(Tasks to perform):
A. In the passage on life's mission, what does the section of the Rosh Hashanah prayers called zichronos mean?
B. Please echo the passage on life's mission, everything from "Each of us has" down to "life will unfold.".
C. Carry on the passage on life's mission from the point where it stops.

(Extract provided):
- - - - -
Each of us has some mission in life that is ours and ours alone. No two
human beings are born with the same talents or the same challenges; no two
are born into the same familial situation or the identical time and place in
human history. These unique aspects of each of us constitute the raw
material within which our mission in life will unfold.
Targum Onekolos translates the words "a living being" in the verse (Genesis 2:7) ". . . And G-d blew into his nostrils the breath of life, and man became a
living being, as "l'ruach m'mal'la" a speaking being. The ability to speak
is thus intimately connected with the Divine soul that the Divine breathed into
Adam. Each of us was brought into the world to "speak," to proclaim
some aspect of G-d that no one else could. That proclamation is our
mission in life.
In the section of the Rosh Hashanah prayers known as zichronos (remembrances), a similar idea appears. The prayer describes how "the remembrance of everything fashioned
comes before You: everyone's deed and mission ( ma'aseh ish u'pikudaso)."
- - - - -
(Data section):
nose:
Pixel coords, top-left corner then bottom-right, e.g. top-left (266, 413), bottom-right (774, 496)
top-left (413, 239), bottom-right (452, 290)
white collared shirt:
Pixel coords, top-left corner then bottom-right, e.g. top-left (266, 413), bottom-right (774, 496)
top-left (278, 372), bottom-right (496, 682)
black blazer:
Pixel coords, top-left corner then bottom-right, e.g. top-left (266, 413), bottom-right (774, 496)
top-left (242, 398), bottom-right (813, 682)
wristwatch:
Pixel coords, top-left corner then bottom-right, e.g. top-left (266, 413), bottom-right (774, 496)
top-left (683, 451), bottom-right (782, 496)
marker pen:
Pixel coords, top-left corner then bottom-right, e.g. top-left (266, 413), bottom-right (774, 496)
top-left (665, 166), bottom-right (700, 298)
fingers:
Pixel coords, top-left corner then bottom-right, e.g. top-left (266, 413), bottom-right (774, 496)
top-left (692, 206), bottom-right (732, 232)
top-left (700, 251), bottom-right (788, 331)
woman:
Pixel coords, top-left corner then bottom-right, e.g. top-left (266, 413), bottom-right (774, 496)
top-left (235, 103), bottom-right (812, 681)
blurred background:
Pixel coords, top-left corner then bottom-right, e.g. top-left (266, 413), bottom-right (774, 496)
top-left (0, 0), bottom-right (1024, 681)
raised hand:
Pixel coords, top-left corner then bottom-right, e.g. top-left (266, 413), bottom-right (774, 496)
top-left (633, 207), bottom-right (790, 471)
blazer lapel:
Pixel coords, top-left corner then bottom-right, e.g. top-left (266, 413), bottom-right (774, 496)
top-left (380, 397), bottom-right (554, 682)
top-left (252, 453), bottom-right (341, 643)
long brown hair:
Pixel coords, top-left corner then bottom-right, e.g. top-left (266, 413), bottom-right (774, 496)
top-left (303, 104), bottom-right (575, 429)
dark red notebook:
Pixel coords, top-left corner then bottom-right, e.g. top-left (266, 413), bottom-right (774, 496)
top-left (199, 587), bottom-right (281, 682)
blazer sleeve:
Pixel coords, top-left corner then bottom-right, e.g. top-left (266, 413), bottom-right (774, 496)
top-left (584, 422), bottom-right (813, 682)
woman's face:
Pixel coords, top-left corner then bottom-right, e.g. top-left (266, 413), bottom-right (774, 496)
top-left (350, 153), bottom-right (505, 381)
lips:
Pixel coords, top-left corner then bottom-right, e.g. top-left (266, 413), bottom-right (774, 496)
- - - - -
(Results in order):
A. Remembrances.

B.
Each of us has some mission in life that is ours and ours alone. No two
human beings are born with the same talents or the same challenges; no two
are born into the same familial situation or the identical time and place in
human history. These unique aspects of each of us constitute the raw
material within which our mission in life will unfold.

C.
The Hebrew root pey-kuf-daled when used as a verb denotes an act of remembrance or recall. With respect to the Divine, there is no remembrance or recall in the same sense
as with human beings, since G-d is incapable of forgetting. Rather it means that He focuses His attention, as it were, on some event or state that from a human perspective is in the past.
The same three-letter root in its noun form refers to a mission (pekuda) or
task (tafkid). Thus the Divine's recall or remembrance, as on Rosh Hashanah, is
connected to our unique mission in life.
Rabbi Shraga Feivel Mendlowitz, the Jewish education pioneer, used to stress that there are two aspects to G-d's remembrance on Rosh Hashanah. The first is a person's deeds, which
refers to his or her religious observance (ma'aseh ish). The second is to
the fulfillment of his or her unique mission in life (u'pikudaso). We might
think that the former is the most important aspect of our judgment on Rosh
Hashanah. But, Rabbi Shraga Feivel taught, that is not the case. The way that
we fulfill our mission is often most determinative of our judgment on Rosh
The Divine's remembrance or recall is most often associated with His mercy. Both
the Torah and Haftorah readings of the first day of Rosh Hashanah use terms
of G-d's remembrance in connection with His answering the prayers of
"Ve'Hashem pakad es Sarah And G-d remembered Sarah;"
"Va'yizkareha Hashem He remembered her [i.e., Channah]."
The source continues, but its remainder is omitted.